TEXT PROVIDED:

++++++++++

A group of scientists from the University of Gothenburg and the Royal Institute of Technology (KTH) have become the first group in the world to demonstrate that theories about nanoscale spin waves agree with observations. This opens the way to replacing microwave technology in many applications, such as mobile phones and wireless networks, by components that are much smaller, cheaper, and that require less resources. The study has been published in the scientific journal Nature Nanotechnology.

“We have been in competition with two other research groups to be the first to confirm experimentally theoretical predictions that were first made nearly 10 years ago. We have been successful due to our method for constructing magnetic nanocontacts and due to the special microscope at our collaborators’ laboratory at the University of Perugia in Italy”, says Professor Johan Åkerman of the Department of Physics, University of Gothenburg, where he is head of the Applied Spintronics group.

Spin waves from one nanocontact.The aim of the research project, which started two years ago, has been to demonstrate the propagation of spin waves from magnetic nanocontacts. Last autumn, the group was able to demonstrate the existence of spin waves with the aid of electrical measurements, and the results were published in the scientific journal Physical Review Letters. The new results have been published in Nature Nanotechnology.

The research group has used one of the three advanced spin wave microscopes in the world, at the university in the Italian town of Perugia, to visualise the motion. The microscope makes it possible to see the dynamic properties of components with a resolution of approximately 250 nanometre.

++++++++++

PROBLEMS TO WORK ON:
A) Which universities and institutes does the spin wave article name?
B) How would you carry on the spin wave article from its final sentence about the microscope's resolution?
The material after the spin wave article is separate from it.

RECORDS:
++++++++++

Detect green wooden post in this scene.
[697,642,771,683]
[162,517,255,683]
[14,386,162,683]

++++++++++

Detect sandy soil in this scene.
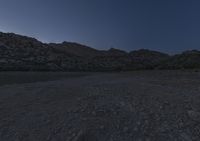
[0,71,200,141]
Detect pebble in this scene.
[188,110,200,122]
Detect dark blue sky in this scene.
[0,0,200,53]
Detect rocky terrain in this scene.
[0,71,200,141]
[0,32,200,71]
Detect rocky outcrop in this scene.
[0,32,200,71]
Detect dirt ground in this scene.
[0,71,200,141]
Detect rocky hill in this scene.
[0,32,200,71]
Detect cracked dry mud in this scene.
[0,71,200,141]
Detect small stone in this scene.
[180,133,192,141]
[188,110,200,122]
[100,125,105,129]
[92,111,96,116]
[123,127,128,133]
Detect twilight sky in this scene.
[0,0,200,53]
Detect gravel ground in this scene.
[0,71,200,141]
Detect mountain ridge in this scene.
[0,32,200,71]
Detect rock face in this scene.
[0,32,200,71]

++++++++++

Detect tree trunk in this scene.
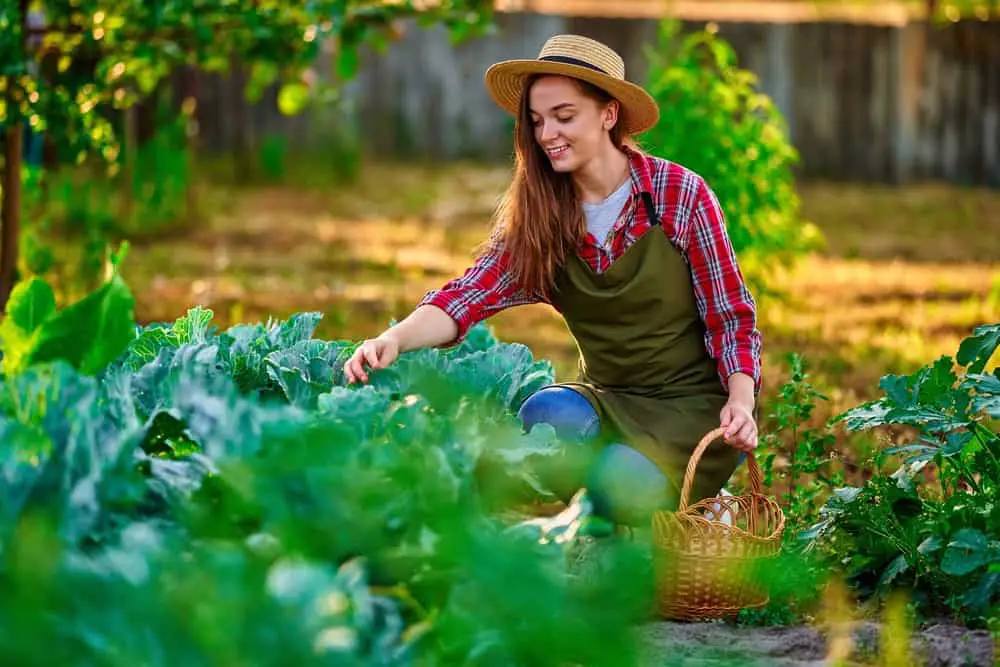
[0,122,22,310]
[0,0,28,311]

++++++++++

ANSWERS BY TASK:
A) University of Gothenburg, Royal Institute of Technology (KTH), University of Perugia

B)
Magnonics may give smaller and cheaper components

The results have opened the way for a new field of research known as “magnonics”, using nanoscale magnetic waves.

“I believe that our results will signal the start of a rapid development of magnonic components and circuits. What is particularly exciting is that these components are powered by simple direct current, which is then converted into spin waves in the microwave region. The frequency of these waves can be directly controlled by the current. This will make completely new functions possible”, says Johan Åkerman, who is looking forward to exciting developments in the next few years.

Its magneto-optical and metallic properties mean that magnonic technology can be integrated with traditional microwave-based electronic circuits, and this will make completely untried combinations of the technologies possible. Magnonic components are much more suitable for miniaturisation than traditional microwave technology.
The article, Direct observation of a propagating spin wave induced by spin-transfer torque, has been published online in the scientific journal Nature Nanotechnology.
The article is available at: http://www.nature.com/nnano/journal/vaop/ncurrent/abs/nnano.2011.140.html

<iframe width="276" height="237" src="http://www.youtube.com/embed/PFnLRXzl4uI?rel=0" frameborder="0" allowfullscreen></iframe>

Contact:
Professor Johan Åkerman, Department of Physics, University of Gothenburg
+46 (0)31 786 9147
+46 (0)70 710 4360
johan.akerman@physics.gu.se

Figure legend: Spin waves spread from a magnetic nanocontact like rings on water.

Animated simulations of spin waves above can also be found on our YouTube channel:

http://youtu.be/EGV25mUxnmk
A simulation of six magnetic nanocontacts placed in a circle to illustrate how the nanocontacts can be placed in freely chosen patterns. All the signals synchronise in this case through the spin waves that propagate through the magnetic film.

http://youtu.be/PFnLRXzl4uI
The simulation of magnetic nanocontacts shows how spin waves spread like rings on water. The nanocontact has a diameter of 40 nanometre and the spin waves are created in a thin film of nickel-iron alloy, 3 nanometre thick.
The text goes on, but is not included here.